● **Texte à lire**:
....................
C’est en voyant les courses. Mais j’avais cette passion en moi, je n’arrive pas à me l’expliquer. Moi, j’habitais dans le sud de la Belgique, dans les Ardennes et à l’époque, dans le restaurant, il y avait des gens qui revenaient de courses, des Bruxellois. L’une de ces personnes avait été coureur amateur, c’était un passionné de vélo. Ils m’ont emmené voir Liège-Bastogne-Liège et là ça a été une vraie révélation, une confirmation. Tout ça me plaisait énormément.  

Quel type de passionné étiez-vous ? 

Ça dépassait le cadre de la course. Quand on est gamin, on peut s’intéresser à la tactique et tout, mais moi, pas trop. Moi, j’aimais le matériel, les coureurs, l’odeur d’embrocation au passage du peloton, tout l’environnement de la course. Plus que la course elle-même et la tactique.

Comment avez-vous concilié scolarité et pratique du vélo ?

J’ai eu mon bac à 17 ans puis j’ai commencé une année de kiné. Ça me plaisait, mais c’était trop compliqué pour moi de concilier les deux. Je commençais à avoir de l’ambition pour le vélo et je n’arrivais pas à trouver un équilibre. J’ai rapidement arrêté et l’année d’après, j’ai commencé une école de journalisme, en cours du soir. Il y avait autant d’heures de cours, mais de 17 à 21 heures, tous les jours. C’était beaucoup plus simple pour moi de concilier cela avec les entraînements.  

Pourquoi le choix atypique du journalisme ? 
 
C’était un univers qui m’avait toujours un petit peu intéressé. Je commençais aussi à côtoyer ce monde-là par le biais des interviews et je m’étais dit “pourquoi pas, ça peut être un débouché”.  C’était la même idée qu’avec l’école de kiné : pouvoir faire un rapprochement avec le cyclisme. Ça n’a rien à voir avec la kiné, mais pour moi, les deux métiers me permettaient d’avoir une entrée dans le monde du vélo. 

Y a-t-il eu des réticences familiales ?  

On n’a jamais trop parlé de ça. J’ai reçu une bonne éducation. Si je pensais que c’était normal à l’époque, je me rends compte que ce n’était pas forcément le cas pour tous. Ça a été une chance. Mes parents m’ont laissé faire, on n’a jamais eu de débat là-dessus. Ma mère avait un peu peur que je rentre dans le monde des adultes, il y avait des craintes mais jamais de discussions sur le fait de franchir le pas ou pas. 

Comment avez-vous obtenu votre premier contrat professionnel chez Landbouwkrediet – Colnago ?
....................
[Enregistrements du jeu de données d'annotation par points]
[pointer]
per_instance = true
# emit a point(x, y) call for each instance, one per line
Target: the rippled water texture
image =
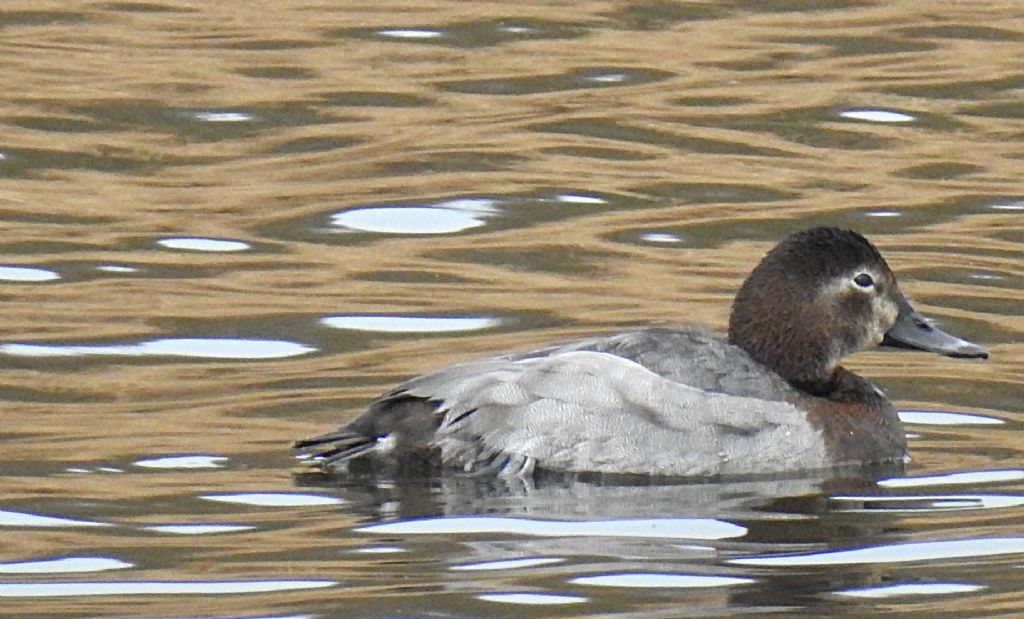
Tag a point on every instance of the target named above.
point(227, 224)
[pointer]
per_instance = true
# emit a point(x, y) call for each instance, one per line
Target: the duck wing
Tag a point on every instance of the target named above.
point(577, 410)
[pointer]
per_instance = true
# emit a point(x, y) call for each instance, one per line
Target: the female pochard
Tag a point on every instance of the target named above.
point(681, 402)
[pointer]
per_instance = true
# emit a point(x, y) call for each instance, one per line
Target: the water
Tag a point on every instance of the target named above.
point(229, 225)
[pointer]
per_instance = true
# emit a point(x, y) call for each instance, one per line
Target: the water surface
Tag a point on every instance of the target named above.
point(225, 229)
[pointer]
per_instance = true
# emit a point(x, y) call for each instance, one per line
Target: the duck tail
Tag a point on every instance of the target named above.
point(331, 450)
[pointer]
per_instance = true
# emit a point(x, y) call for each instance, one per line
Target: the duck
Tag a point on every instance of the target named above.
point(769, 398)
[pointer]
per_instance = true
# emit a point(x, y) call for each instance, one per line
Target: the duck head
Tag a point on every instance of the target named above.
....................
● **Tâches à réaliser**:
• 1. Relevez chaque ligne des enregistrements contenant le mot « water », en respectant la casse.
• 2. Rédigez la suite de l'entretien sur le cyclisme, en reprenant juste après sa dernière question.

● **Résultats des tâches**:
• 1.
Target: the rippled water texture
Target: the water
Target: the water surface

• 2.
C’était un peu bizarre. J’ai fait un peu le forcing pour obtenir une place de stagiaire en 2e année espoir.  On m’a tout de suite dit qu’il n’y aurait pas de place pour un contrat pro mais ce n’était pas mon objectif non plus et je ne me sentais pas forcément prêt. Je m’étais dit “pas de problème, je vais déjà prendre du plaisir et on verra effectivement s’il n’y a pas de place pour moi”. Sauf que début décembre 2003, Gérard Bulens (ndlr: le directeur général de l’équipe) m’a dit finalement: “il y a une place, donc si tu veux, tu es le bienvenu chez nous”. C’était le jour de la Saint-Nicolas, l’équivalent de Noël en France. Vraiment un truc de dingue pour moi, un beau cadeau. 
 

 « C’était déjà un rêve, une victoire en soi, que de passer pro » 

Maxime Monfort a notamment été champion de Belgique du contre la montre en 2009.

Pourquoi avoir fait le forcing pour obtenir cette place de stagiaire ? 
 
J’avais envie d’être stagiaire car, à l’époque, les catégories espoirs ce n‘était pas comme maintenant. On avait un beau programme, mais ce n’était pas non plus comme celui des pros. Être stagiaire, c’était une véritable promotion pour pouvoir se montrer. Les places étaient chèresIls ne prenaient pas forcément les meilleurs, mais moi je suis Wallon et c’est aussi un avantage car les différents sponsors Belges aiment bien avoir une diversité avec les Flamands. C’est sans doute grâce à ça aussi que j’ai pu avoir cette place.  

Comment se sont passés vos débuts chez les pros ? 

Super bien, car je me suis retrouvé dans un schéma de course bien plus favorable à mes capacités. En espoir, c’était trop explosif. J’avais sans doute le moteur mais ça ne s’était pas encore trop vu. En revanche, ça s’est tout de suite vu chez les pros. Puis il y a eu des circonstances favorables comme lors du Tour du Luxembourg.  

Où vous remportez une étape, votre première victoire professionnelle. Quel souvenir en gardez-vous ?   

En termes d’émotions dans ma vie de cycliste professionnel, il n’y a rien qui pourra dépasser ce moment, car c’était totalement inattendu. Les autres moments d’émotion que j’ai eu dans ma carrière, c’était espéré. Tandis que là, justement c’était inespéré  

Quelles étaient vos ambitions en tant que coureur à l’époque ?  

Je n’avais aucune ambition. C’était déjà un rêve, une victoire en soi, que de passer pro. Je ne m’étais pas fait de plan de carrière, je fonctionnais d’année en année. La deuxième année chez Cofidis, j’ai commencé à avoir des facultés de récupération et des capacités dans les courses par étapes. J’ai fait 7e du Tour d’Allemagne puis 11e de la Vuelta et à partir de là, je me suis un peu concentré sur les Grands Tours, les efforts longs à répétition, et c’est ce qui a rythmé toute ma carrière.  

Une carrière faite de classements généraux, mais finalement assez peu de victoires. Aucune dans les Grands Tours, par exemple. Comment l’expliquez-vous ?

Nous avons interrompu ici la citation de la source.